Request » Transcribe the records below in full; pictures stay out of the copy.

Data lines »

"""

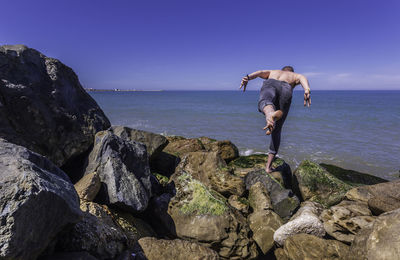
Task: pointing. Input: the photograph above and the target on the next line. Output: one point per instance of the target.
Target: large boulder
(203, 215)
(123, 169)
(345, 219)
(380, 197)
(44, 94)
(284, 201)
(177, 249)
(305, 246)
(96, 233)
(88, 186)
(37, 200)
(263, 221)
(155, 143)
(380, 240)
(317, 184)
(210, 169)
(305, 221)
(179, 146)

"""

Response »
Task: pointing. Input: the photograph above and the target on the next line. Output: one point per instance of the target.
Target: large boulder
(203, 215)
(123, 169)
(345, 219)
(380, 197)
(44, 94)
(284, 201)
(177, 249)
(305, 246)
(96, 233)
(88, 186)
(37, 200)
(263, 221)
(155, 143)
(380, 240)
(317, 184)
(210, 169)
(305, 221)
(179, 146)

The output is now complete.